◆ WHAT THE TASK ASKS ◆
Count the lines in the records below that contain the word "mask", and give only that number.

[A block of data]
※

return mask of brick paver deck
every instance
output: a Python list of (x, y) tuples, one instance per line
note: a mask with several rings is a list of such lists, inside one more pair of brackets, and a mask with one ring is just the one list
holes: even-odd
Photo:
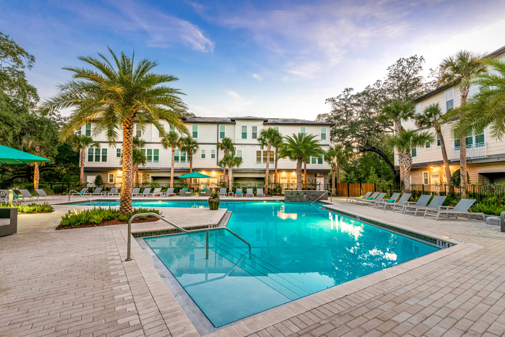
[[(219, 336), (502, 335), (505, 233), (338, 202), (346, 212), (462, 243), (218, 330)], [(22, 216), (0, 237), (0, 335), (196, 335), (125, 226), (54, 231), (63, 211)]]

※

◆ COMPLETE RESPONSE ◆
2